## BEGIN Text block

Artificial Ageing of Aeronautical Al-Cu-Li (2198) Sheets: Mechanical Behaviour and Corrosion Susceptibility ^†

Abstract

In the present article, the effect of artificial ageing on tensile mechanical properties and resistance to corrosion of aluminium alloy 2198-T3 was investigated. The results were obtained under the framework of the Greek National project “CorLi”, which was targeted to document the mechanical behaviour of the alloy under different artificial ageing conditions, simulating the natural ageing of aircraft structures during their operation lifespan. Four (4) different ageing conditions corresponding to under-aged (UA), peak-aged (PA), and over-aged (OA) tempers based on the initial, T3 temper, were considered. In the PA condition, the conventional yield stress R_p0.2% increased by more than 50% with a simultaneous 46% decrease in tensile elongation at fracture A_f. Additionally, the effect of corrosion was found to be different for the different artificial ageing tempers of AA2198, with lower charge transfer resistance (R_CT) observed for artificially aged specimens. Nevertheless, the corrosion-induced degradation rate of R_CT was found to decrease with increasing ageing time.

1. Introduction

Al-Cu-Li alloys, proposed to replace conventional Al-Cu alloys in aircraft structures, are beneficial due to significant weight savings, improved mechanical strength properties and corrosion resistance. These alloys derive their strength from intermetallic phases such as T₁ (Al₂CuLi), θ (and its metastable precursors) (Al₂Cu), S (Al₂CuMg), and δ’ (Al₃Li) [1]. T₁ is the primary strengthening phase, acting as a non-shearable obstacle [2,3], which nucleates on dislocations and grain boundaries [4,5]. Phase competition depends on Cu/Li ratios, minor solutes, and thermomechanical history [6,7].

Various approaches, including artificial ageing heat treatments, have been employed to simulate natural ageing in aluminium alloys by accelerating microstructural transformations and evaluating their impact on mechanical properties. Alexopoulos et al. [8] observed that artificial ageing significantly increased the yield stress while reducing elongation at fracture (ductility) in AA2024-T3 due to S-phase precipitation. Hardness improvements with ageing time were reported by Astika [9], while Ringer et al. [10] linked the hardness changes to precipitate type, size, and distribution. Zhang et al. [11] noted changes in precipitate composition and fracture mechanisms in AA2198 with ageing time. In Al-Cu-Li alloys, ageing progresses through the following sequence: SSS (solute solid solution) → δ’, and θ’, T₁ → θ, T₁, with over-ageing temper degrading mechanical properties due to incoherent θ phase formation and precipitate coarsening [12,13].

## END Text block

_Directive:_ Reproduce the passage of the article on artificial ageing of Al-Cu-Li sheets between "Al-Cu-Li alloys, proposed" and "thermomechanical history [6,7].", inclusive.

## BEGIN Record excerpts

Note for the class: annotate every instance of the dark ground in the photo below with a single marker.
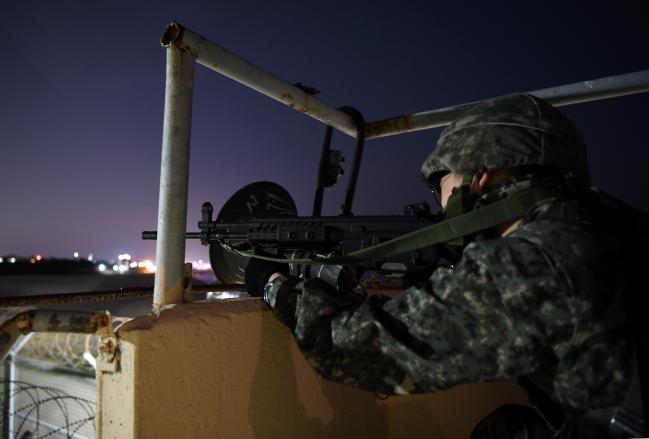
(26, 285)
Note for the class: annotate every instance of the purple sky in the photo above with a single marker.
(82, 90)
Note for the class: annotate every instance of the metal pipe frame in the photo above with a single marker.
(578, 92)
(174, 178)
(185, 47)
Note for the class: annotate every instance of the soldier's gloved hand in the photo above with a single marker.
(258, 272)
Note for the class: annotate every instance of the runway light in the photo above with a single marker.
(147, 265)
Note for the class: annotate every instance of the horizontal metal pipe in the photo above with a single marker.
(585, 91)
(217, 58)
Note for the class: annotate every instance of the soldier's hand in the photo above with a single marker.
(259, 272)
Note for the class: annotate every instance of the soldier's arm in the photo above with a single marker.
(473, 323)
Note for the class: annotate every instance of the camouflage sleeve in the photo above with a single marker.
(476, 322)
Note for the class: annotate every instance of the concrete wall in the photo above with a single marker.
(231, 370)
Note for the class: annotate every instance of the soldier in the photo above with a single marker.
(541, 297)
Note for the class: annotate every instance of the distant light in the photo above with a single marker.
(147, 265)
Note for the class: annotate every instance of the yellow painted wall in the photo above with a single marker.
(230, 370)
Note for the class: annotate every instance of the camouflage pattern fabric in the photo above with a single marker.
(506, 132)
(541, 302)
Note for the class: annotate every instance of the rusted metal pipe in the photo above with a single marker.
(174, 178)
(585, 91)
(217, 58)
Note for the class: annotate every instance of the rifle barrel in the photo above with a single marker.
(153, 235)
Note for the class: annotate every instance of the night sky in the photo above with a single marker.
(82, 92)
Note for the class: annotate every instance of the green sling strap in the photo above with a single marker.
(507, 209)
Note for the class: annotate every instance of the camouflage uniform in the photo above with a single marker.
(542, 302)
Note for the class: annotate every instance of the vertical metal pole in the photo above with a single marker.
(174, 179)
(7, 398)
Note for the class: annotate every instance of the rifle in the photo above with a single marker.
(260, 220)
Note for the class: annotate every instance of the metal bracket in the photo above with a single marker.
(108, 360)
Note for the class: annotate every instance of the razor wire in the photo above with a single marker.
(29, 403)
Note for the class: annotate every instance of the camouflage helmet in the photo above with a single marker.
(509, 131)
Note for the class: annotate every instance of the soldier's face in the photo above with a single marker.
(447, 184)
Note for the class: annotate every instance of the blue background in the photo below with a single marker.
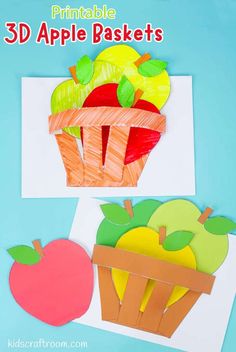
(200, 41)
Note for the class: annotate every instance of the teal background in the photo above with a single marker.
(200, 41)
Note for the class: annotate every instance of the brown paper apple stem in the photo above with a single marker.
(72, 70)
(137, 95)
(38, 247)
(129, 207)
(145, 57)
(162, 234)
(204, 216)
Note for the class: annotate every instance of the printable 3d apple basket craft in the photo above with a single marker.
(104, 130)
(154, 266)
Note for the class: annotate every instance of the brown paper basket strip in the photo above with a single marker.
(156, 304)
(107, 116)
(177, 312)
(129, 311)
(110, 303)
(153, 268)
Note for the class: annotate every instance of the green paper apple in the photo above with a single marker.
(210, 250)
(117, 220)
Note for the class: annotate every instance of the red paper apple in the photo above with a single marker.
(141, 141)
(54, 283)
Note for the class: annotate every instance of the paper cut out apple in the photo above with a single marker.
(69, 95)
(210, 250)
(156, 89)
(113, 227)
(55, 283)
(146, 241)
(141, 141)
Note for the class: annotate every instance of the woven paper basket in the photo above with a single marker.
(87, 170)
(156, 318)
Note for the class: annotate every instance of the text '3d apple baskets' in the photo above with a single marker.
(104, 130)
(149, 276)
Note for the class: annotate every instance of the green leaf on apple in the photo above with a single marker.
(219, 225)
(152, 68)
(177, 240)
(24, 255)
(115, 214)
(73, 131)
(84, 69)
(125, 93)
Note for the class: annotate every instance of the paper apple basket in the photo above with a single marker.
(156, 318)
(87, 169)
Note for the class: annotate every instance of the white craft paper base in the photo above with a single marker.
(169, 170)
(204, 327)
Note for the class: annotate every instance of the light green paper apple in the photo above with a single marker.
(69, 95)
(210, 250)
(109, 232)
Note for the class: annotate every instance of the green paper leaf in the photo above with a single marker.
(219, 225)
(177, 240)
(84, 69)
(115, 214)
(73, 131)
(125, 93)
(152, 68)
(24, 255)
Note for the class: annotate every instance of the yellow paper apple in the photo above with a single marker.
(155, 89)
(144, 240)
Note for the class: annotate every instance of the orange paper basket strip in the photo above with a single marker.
(92, 147)
(115, 154)
(107, 116)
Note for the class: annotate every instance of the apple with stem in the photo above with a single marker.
(210, 249)
(141, 141)
(144, 73)
(55, 283)
(118, 220)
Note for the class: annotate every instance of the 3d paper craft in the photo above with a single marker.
(151, 276)
(101, 112)
(55, 283)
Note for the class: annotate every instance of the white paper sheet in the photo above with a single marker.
(204, 327)
(169, 170)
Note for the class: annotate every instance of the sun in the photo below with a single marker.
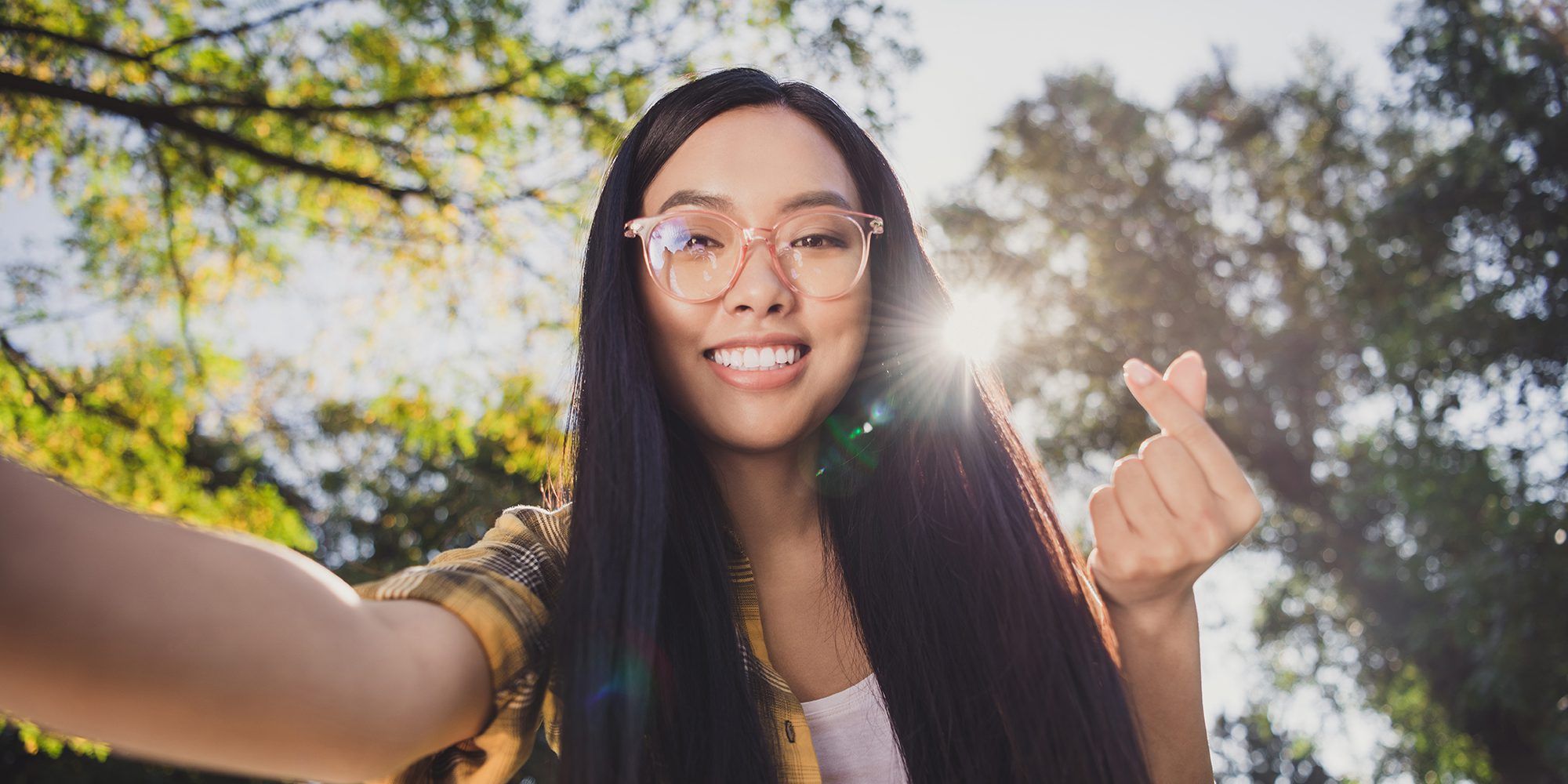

## END Record excerpts

_Task response:_
Al-Cu-Li alloys, proposed to replace conventional Al-Cu alloys in aircraft structures, are beneficial due to significant weight savings, improved mechanical strength properties and corrosion resistance. These alloys derive their strength from intermetallic phases such as T₁ (Al₂CuLi), θ (and its metastable precursors) (Al₂Cu), S (Al₂CuMg), and δ’ (Al₃Li) [1]. T₁ is the primary strengthening phase, acting as a non-shearable obstacle [2,3], which nucleates on dislocations and grain boundaries [4,5]. Phase competition depends on Cu/Li ratios, minor solutes, and thermomechanical history [6,7].